What is expected: Output the data below verbatim, keeping every line unchanged and in its original order.

Location labeling data:
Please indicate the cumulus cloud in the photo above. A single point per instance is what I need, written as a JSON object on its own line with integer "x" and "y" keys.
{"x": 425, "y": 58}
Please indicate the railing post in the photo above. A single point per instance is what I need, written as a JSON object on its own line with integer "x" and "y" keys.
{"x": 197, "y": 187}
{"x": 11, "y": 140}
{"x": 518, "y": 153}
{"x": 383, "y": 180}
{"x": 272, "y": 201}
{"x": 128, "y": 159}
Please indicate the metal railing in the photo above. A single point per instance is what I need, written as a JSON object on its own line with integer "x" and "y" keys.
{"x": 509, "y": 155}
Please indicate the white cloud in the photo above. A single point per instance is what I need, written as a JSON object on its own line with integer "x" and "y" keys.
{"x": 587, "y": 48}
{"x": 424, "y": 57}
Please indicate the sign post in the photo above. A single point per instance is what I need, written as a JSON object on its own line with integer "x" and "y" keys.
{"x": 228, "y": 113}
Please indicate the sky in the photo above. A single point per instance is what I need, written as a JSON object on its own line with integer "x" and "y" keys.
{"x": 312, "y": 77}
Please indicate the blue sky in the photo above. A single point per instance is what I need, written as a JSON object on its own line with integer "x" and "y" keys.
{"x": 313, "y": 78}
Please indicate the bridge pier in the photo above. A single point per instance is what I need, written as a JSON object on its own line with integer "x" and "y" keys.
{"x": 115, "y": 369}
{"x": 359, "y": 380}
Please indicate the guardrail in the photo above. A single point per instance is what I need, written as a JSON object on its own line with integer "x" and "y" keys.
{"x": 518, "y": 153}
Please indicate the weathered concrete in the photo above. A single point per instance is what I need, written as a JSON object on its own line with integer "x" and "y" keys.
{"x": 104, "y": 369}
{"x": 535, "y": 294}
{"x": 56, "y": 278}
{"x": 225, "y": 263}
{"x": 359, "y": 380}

Response to the exercise:
Please indicate the cumulus cloud in the photo above. A single point per instance is what I need, written as a JSON object on its own line with integer "x" and "y" keys.
{"x": 425, "y": 58}
Please indicate the railing post in the photo above. A single point per instance is what I need, written as a JSON object on its own line with integer "x" and "y" keys.
{"x": 197, "y": 187}
{"x": 11, "y": 140}
{"x": 518, "y": 153}
{"x": 383, "y": 180}
{"x": 272, "y": 201}
{"x": 128, "y": 159}
Please indicate the metal railing in the photo above. A single point per instance is what I need, written as a JSON object on its own line with integer "x" and "y" keys.
{"x": 509, "y": 155}
Please indicate the white cloud in the photo above. A single point per instance is what I need, written as a JSON object on its own line with integer "x" and "y" keys.
{"x": 587, "y": 48}
{"x": 424, "y": 57}
Please indicate the sign post in the photo above. A single point per instance is what I need, written as a JSON object on its own line with integer "x" and "y" keys.
{"x": 228, "y": 113}
Please indicate the sky in the photo above. A single point per instance is what I need, written as a JSON object on its own line with integer "x" and "y" keys.
{"x": 312, "y": 77}
Please indicate the blue sky in the photo above. A single point per instance is what I need, written as a JSON object on its own line with integer "x" and "y" keys.
{"x": 313, "y": 78}
Please indicate the bridge pier in the photo above. A single point per instance is what I need, written as a JSON object on its own line with integer "x" and "y" keys.
{"x": 115, "y": 369}
{"x": 359, "y": 380}
Please indicate the guardrail in the photo above. A single point per instance is what I need, written as a JSON object on its own line with integer "x" and "y" keys.
{"x": 518, "y": 153}
Please indicate the weathered concrete in the photo above. A single point per instance is what I need, written as a JSON object on its own line with integer "x" and "y" keys.
{"x": 104, "y": 369}
{"x": 535, "y": 294}
{"x": 56, "y": 278}
{"x": 225, "y": 263}
{"x": 359, "y": 380}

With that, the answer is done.